Bron
ECLI:NL:RBMNE:2020:5462

Rechtbank Midden-Nederland

Datum uitspraak
14 december 2020
Publicatiedatum
16 december 2020
Zaaknummer
UTR 20/1537, 20/1959 tm 20/1961, 20/1980 tm 20/1986
Instantie
Rechtbank Midden-Nederland
Type
Uitspraak
Rechtsgebied
Bestuursrecht; Belastingrecht
Procedures
  • Eerste aanleg - meervoudig
Vindplaatsen
  • Rechtspraak.nl
AI samenvatting door LexboostAutomatisch gegenereerd

Beroep tegen de hoogte van kostenvergoeding in bezwaar voor taxatierapporten

In deze zaak heeft de Rechtbank Midden-Nederland op 14 december 2020 uitspraak gedaan in een geschil over de hoogte van de kostenvergoeding die aan eiseres is toegekend in het kader van bezwaar tegen de vastgestelde waarden van onroerende zaken. De heffingsambtenaar van de gemeente had in de primaire beschikking op 31 maart 2019 de waarden van twee onroerende zaken vastgesteld op respectievelijk € 9.680.000,- en € 812.000,-. Na bezwaar is de waarde verlaagd, en is eiseres een kostenvergoeding toegekend voor de ingediende taxatierapporten. Eiseres was het niet eens met de hoogte van de toegekende kostenvergoeding en heeft beroep ingesteld. De rechtbank heeft het beroep behandeld op 13 november 2020.

Opgeslagen gegevens
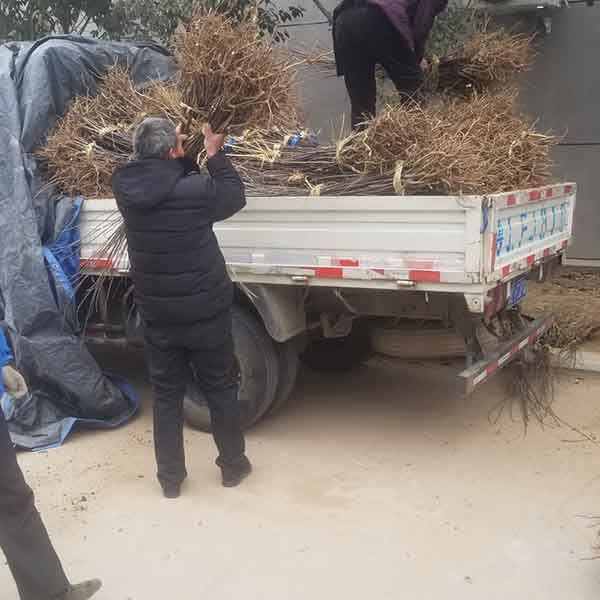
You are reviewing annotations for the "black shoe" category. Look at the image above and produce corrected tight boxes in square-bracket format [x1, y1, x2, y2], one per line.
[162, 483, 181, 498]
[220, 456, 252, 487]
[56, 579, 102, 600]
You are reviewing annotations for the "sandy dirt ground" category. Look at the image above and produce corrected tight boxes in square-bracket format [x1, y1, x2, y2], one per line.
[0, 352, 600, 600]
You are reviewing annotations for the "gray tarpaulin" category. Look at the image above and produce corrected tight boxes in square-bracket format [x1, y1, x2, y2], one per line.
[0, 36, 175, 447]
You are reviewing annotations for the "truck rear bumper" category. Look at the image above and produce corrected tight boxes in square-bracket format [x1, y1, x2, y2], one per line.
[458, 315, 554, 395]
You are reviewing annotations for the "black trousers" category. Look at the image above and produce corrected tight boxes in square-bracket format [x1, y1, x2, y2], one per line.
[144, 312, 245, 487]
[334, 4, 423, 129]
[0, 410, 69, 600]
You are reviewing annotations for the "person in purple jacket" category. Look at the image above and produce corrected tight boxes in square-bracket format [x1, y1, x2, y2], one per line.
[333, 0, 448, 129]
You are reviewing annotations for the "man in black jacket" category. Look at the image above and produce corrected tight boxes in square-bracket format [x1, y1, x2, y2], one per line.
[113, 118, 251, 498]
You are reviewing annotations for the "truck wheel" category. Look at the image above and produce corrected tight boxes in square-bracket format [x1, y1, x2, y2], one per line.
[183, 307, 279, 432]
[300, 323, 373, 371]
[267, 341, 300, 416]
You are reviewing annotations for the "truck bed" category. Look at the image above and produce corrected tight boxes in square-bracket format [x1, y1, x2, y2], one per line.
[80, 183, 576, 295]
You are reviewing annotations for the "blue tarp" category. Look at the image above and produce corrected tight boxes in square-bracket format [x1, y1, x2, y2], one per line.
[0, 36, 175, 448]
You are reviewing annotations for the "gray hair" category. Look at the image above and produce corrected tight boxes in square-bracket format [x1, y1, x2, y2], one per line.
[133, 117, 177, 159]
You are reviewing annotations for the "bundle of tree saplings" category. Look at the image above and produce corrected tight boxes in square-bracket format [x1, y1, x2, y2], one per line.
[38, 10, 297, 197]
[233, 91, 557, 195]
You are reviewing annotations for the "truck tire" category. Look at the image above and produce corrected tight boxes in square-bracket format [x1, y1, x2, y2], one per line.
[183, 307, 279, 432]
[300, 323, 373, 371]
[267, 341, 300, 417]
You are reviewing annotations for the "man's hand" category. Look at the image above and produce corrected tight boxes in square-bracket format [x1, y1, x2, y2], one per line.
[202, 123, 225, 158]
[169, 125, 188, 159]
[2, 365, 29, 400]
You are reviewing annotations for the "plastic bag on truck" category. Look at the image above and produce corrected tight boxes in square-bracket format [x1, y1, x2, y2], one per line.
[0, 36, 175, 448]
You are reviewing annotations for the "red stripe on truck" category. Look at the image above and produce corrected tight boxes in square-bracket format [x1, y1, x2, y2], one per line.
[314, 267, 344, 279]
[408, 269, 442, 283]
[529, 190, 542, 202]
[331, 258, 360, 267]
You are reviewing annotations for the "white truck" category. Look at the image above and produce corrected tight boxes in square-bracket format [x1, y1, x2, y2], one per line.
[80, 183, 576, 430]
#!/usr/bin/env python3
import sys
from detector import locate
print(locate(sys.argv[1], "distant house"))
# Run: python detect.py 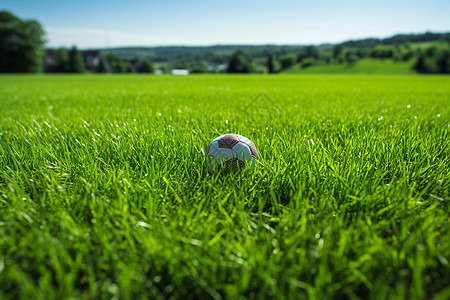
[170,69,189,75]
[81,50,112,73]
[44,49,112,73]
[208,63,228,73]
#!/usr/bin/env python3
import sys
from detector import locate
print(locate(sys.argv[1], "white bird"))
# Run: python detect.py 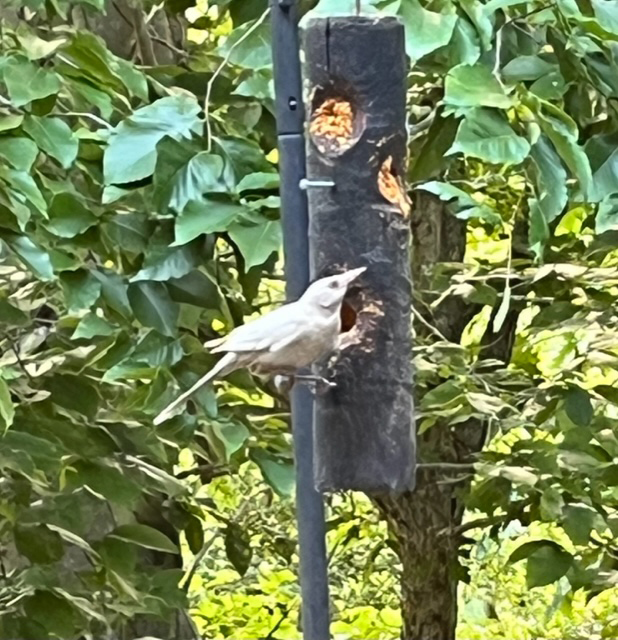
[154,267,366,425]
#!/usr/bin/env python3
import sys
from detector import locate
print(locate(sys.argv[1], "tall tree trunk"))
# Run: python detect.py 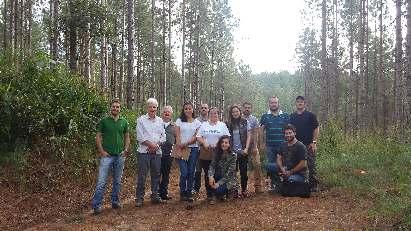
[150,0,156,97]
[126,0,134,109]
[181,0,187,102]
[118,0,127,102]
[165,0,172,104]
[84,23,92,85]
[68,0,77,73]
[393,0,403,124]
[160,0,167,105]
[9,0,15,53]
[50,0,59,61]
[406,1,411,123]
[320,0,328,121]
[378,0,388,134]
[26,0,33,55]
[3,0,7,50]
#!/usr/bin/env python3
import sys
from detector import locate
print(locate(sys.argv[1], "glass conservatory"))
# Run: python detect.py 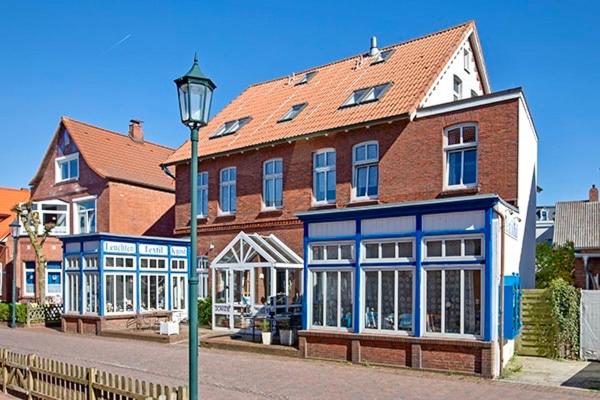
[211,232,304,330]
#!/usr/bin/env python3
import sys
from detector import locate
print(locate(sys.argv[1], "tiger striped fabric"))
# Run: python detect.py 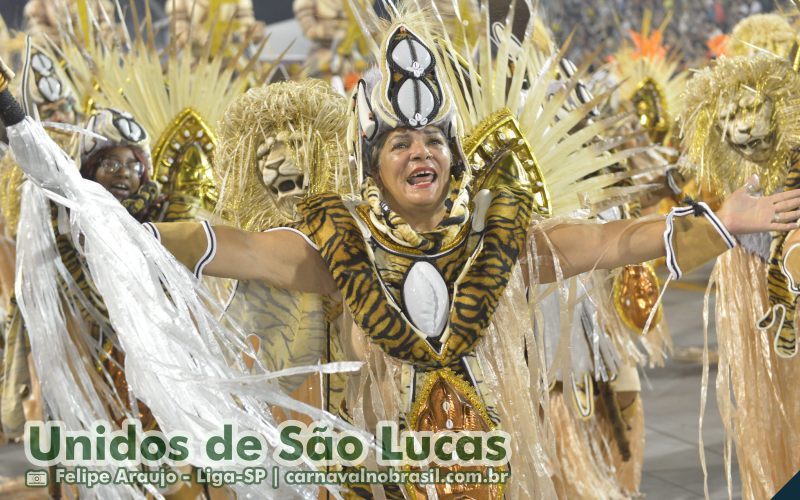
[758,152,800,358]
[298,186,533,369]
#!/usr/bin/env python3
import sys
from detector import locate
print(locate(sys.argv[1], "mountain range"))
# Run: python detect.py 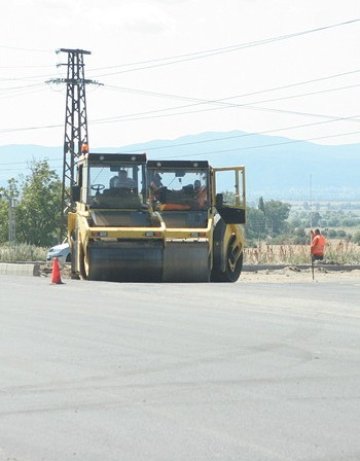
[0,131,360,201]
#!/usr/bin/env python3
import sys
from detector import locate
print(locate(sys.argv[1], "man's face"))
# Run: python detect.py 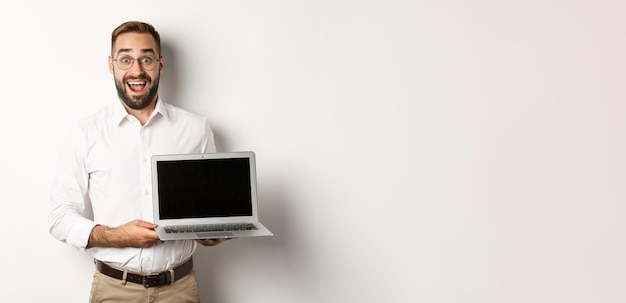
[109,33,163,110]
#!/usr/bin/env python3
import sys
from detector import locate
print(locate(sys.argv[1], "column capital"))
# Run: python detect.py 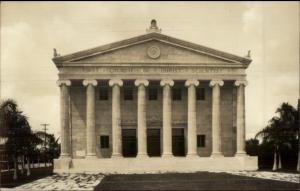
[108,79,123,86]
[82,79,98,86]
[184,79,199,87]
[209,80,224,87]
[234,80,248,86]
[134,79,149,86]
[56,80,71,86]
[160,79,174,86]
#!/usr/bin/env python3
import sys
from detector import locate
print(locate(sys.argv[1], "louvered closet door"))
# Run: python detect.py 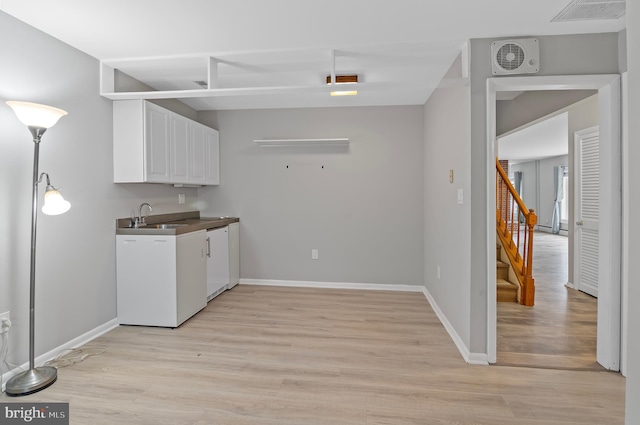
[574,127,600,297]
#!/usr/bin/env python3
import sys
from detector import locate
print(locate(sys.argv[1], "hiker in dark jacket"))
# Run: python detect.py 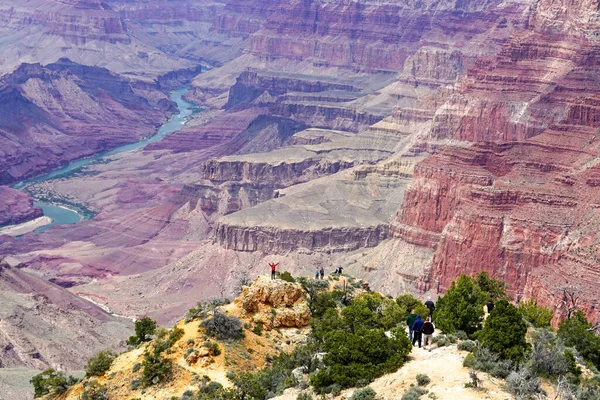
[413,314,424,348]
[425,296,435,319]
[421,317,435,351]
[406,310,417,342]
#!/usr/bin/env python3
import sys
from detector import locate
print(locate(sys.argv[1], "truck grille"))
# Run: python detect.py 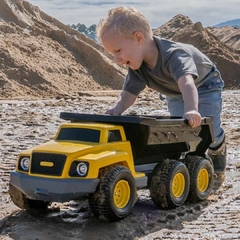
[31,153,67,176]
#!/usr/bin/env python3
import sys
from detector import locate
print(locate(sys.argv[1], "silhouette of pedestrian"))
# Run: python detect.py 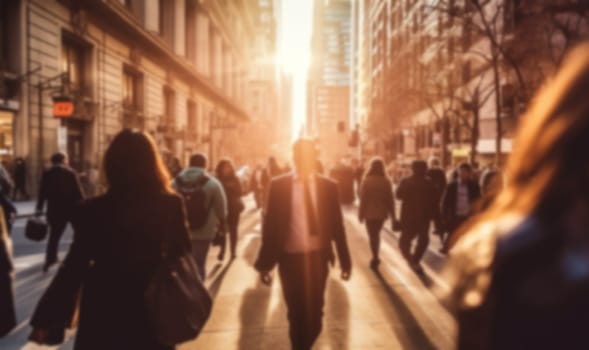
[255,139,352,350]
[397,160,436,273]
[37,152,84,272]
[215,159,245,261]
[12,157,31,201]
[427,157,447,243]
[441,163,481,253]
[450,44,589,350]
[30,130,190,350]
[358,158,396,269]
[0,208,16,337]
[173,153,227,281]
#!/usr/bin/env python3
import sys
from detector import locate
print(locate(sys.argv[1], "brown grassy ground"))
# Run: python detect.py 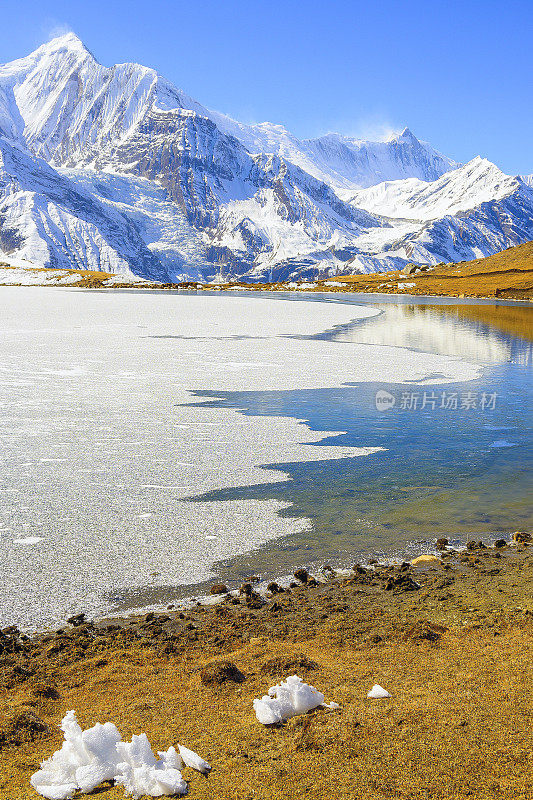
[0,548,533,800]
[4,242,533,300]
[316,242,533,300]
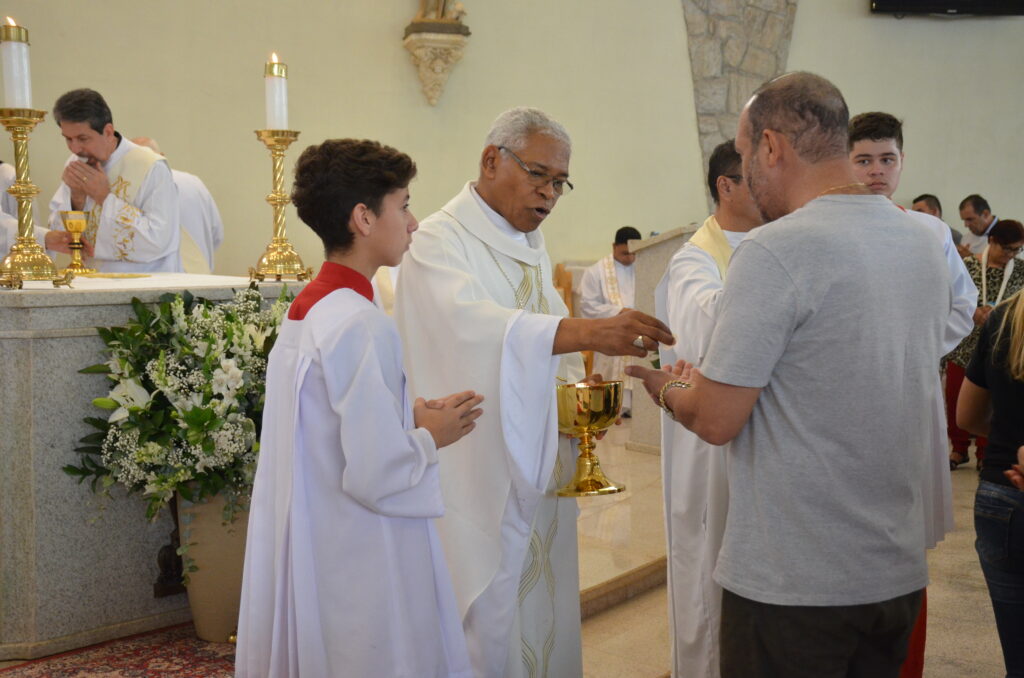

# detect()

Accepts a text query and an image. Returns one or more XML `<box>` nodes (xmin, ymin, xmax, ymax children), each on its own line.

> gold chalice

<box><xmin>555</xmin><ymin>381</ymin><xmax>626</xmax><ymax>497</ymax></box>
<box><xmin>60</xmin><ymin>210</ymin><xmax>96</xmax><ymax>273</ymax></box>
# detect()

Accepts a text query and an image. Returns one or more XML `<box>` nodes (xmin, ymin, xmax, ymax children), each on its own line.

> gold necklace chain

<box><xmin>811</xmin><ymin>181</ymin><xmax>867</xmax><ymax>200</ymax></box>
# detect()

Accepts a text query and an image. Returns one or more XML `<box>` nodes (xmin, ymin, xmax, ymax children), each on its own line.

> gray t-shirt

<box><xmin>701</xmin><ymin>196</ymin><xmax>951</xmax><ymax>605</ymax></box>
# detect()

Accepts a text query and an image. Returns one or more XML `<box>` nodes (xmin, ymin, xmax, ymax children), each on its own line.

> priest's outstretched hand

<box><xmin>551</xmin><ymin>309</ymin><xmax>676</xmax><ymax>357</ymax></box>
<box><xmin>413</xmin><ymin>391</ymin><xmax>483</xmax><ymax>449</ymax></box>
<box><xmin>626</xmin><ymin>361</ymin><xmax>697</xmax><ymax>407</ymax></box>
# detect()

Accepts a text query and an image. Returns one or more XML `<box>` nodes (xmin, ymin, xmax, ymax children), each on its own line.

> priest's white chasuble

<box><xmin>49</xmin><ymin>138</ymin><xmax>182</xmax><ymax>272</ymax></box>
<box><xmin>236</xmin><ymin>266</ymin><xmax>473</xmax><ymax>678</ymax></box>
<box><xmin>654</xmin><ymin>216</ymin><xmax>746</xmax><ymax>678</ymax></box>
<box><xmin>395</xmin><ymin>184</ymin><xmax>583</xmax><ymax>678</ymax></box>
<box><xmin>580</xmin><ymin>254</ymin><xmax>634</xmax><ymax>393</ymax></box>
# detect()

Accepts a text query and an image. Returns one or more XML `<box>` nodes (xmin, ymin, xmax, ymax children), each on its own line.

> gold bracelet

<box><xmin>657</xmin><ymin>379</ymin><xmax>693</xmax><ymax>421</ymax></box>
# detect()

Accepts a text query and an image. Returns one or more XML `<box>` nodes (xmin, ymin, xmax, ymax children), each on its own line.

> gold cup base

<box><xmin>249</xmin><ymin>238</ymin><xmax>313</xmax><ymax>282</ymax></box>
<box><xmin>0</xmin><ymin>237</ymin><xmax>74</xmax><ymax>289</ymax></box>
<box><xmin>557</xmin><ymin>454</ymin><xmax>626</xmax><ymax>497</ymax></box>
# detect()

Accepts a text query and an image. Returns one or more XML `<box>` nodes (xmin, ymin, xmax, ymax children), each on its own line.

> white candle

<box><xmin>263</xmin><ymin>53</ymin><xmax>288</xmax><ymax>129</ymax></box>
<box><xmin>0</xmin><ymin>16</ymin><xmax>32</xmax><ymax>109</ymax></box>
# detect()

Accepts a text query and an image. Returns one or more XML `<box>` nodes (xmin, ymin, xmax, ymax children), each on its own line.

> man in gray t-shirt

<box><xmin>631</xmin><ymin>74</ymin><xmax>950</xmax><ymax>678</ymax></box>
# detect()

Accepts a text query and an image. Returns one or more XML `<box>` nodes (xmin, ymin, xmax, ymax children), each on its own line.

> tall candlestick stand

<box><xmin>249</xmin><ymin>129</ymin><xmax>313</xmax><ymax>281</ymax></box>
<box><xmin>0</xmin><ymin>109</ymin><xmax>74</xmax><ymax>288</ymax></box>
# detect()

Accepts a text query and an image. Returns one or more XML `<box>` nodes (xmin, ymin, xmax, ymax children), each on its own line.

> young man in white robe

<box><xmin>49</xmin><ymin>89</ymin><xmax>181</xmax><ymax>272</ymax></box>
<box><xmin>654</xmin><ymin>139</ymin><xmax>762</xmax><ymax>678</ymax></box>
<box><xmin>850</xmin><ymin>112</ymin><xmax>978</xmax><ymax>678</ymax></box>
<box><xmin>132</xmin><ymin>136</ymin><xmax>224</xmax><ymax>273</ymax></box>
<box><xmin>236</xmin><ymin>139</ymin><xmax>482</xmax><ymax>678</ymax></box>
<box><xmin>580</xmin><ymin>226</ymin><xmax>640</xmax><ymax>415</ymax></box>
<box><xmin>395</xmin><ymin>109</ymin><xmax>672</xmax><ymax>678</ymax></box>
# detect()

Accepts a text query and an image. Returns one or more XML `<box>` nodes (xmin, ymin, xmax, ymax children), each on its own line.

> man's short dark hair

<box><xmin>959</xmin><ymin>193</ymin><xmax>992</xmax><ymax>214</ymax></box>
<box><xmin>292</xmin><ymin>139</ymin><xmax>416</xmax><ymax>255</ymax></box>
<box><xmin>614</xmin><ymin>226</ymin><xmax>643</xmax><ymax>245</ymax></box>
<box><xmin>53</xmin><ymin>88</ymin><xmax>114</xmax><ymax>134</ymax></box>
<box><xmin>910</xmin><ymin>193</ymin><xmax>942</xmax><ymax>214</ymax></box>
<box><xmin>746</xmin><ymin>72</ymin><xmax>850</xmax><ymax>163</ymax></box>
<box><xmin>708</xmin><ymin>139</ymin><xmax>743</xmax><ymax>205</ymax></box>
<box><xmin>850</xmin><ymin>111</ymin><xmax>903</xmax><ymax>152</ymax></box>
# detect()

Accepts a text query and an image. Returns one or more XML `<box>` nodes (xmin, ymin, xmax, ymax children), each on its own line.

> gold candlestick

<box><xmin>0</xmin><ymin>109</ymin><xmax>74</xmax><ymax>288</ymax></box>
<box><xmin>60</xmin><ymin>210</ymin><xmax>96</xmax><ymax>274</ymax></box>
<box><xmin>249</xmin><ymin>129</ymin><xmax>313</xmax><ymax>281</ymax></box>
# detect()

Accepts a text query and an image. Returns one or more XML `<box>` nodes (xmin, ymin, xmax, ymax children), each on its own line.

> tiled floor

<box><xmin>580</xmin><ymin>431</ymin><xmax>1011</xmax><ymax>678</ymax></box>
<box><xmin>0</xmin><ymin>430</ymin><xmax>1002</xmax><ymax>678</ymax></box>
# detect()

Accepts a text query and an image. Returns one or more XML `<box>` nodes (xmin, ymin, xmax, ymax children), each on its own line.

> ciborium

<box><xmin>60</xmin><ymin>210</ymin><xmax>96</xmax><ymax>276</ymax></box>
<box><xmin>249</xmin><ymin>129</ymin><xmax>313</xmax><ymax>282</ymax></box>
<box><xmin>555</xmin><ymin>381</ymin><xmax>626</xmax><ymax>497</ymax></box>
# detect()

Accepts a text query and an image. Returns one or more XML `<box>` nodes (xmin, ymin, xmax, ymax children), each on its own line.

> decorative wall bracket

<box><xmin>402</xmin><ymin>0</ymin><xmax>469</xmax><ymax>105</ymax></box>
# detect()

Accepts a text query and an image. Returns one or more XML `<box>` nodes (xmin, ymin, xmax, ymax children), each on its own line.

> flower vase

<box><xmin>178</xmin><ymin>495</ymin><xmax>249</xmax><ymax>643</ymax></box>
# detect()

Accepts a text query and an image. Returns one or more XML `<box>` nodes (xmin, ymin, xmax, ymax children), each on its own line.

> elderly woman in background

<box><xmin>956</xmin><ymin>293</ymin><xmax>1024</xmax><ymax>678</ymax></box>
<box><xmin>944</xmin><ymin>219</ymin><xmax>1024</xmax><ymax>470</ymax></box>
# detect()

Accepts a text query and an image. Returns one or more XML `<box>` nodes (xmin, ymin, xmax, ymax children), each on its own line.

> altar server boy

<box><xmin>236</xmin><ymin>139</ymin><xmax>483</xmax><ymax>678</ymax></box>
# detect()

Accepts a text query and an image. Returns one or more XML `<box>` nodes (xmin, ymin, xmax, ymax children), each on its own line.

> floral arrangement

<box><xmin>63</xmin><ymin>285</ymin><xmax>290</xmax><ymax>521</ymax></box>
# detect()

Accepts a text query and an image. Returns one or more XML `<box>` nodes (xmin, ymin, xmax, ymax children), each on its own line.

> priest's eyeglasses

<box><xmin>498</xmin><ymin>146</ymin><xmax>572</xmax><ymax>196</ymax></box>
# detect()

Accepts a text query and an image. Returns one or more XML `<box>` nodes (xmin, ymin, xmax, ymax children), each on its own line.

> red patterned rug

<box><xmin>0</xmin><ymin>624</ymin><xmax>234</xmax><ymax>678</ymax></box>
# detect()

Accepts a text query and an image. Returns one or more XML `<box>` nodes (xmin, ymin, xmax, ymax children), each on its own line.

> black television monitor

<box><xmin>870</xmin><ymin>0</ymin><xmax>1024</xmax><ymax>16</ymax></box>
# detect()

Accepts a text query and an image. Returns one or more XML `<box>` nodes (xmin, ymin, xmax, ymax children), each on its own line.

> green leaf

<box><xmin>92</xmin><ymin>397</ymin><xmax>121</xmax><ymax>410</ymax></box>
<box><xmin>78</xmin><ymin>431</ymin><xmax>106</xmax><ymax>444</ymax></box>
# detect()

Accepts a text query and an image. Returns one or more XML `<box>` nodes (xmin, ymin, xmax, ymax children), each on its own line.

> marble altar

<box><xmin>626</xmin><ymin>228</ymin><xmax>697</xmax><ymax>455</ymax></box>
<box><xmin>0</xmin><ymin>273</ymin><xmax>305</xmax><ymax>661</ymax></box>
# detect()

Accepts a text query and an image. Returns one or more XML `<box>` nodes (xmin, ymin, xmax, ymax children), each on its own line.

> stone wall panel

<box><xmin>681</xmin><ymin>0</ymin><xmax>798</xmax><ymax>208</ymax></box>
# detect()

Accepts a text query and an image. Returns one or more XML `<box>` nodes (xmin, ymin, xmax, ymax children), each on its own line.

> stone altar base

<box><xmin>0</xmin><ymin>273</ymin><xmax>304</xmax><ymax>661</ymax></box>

Opdrachten
a – Geef uit de uitspraak over de kostenvergoeding letterlijk alles weer, van "In deze zaak" tot en met "13 november 2020.".
b – Zet de uitspraak over de kostenvergoeding voort vanaf de laatste zin die er staat.
De items staan los van de uitspraak over de kostenvergoeding.

Antwoorden per opdracht
a –
In deze zaak heeft de Rechtbank Midden-Nederland op 14 december 2020 uitspraak gedaan in een geschil over de hoogte van de kostenvergoeding die aan eiseres is toegekend in het kader van bezwaar tegen de vastgestelde waarden van onroerende zaken. De heffingsambtenaar van de gemeente had in de primaire beschikking op 31 maart 2019 de waarden van twee onroerende zaken vastgesteld op respectievelijk € 9.680.000,- en € 812.000,-. Na bezwaar is de waarde verlaagd, en is eiseres een kostenvergoeding toegekend voor de ingediende taxatierapporten. Eiseres was het niet eens met de hoogte van de toegekende kostenvergoeding en heeft beroep ingesteld. De rechtbank heeft het beroep behandeld op 13 november 2020.

b –
De rechtbank heeft in haar beoordeling gekeken naar de hoogte van het uurtarief en het aantal uren dat aan de taxatierapporten is besteed. Eiseres stelde dat het toegepaste uurtarief van € 84,- te laag was en dat het aantal uren voor de taxatie van object II niet voldoende was. De rechtbank oordeelde dat de heffingsambtenaar aannemelijk had gemaakt dat het gehanteerde uurtarief niet onredelijk was en dat de toegekende uren voor de taxatie van object II ook niet onredelijk waren. De rechtbank concludeerde dat eiseres niet had aangetoond dat er meer uren aan de taxatie waren besteed dan was vergoed.

Uiteindelijk heeft de rechtbank het beroep ongegrond verklaard en geen aanleiding gezien voor een proceskostenvergoeding. De uitspraak is openbaar gemaakt en partijen zijn geïnformeerd over de mogelijkheid tot hoger beroep.

Uitspraak

RECHTBANK MIDDEN-NEDERLAND

Zittingsplaats Utrecht
Bestuursrecht
zaaknummers: UTR 20/1537, UTR 20/1959 t/m UTR 20/1961 en UTR 20/1980 t/m UTR 20/1986

uitspraak van de meervoudige kamer van 14 december 2020 in de zaken tussen

Stichting [eiseres] , te [vestigingsplaats] , eiseres
(gemachtigde: A. van den Dool)
en

de heffingsambtenaar van de gemeente [gemeente] , verweerder

(gemachtigden: mr. A. Teunisse en mr. T. Klinkhamer)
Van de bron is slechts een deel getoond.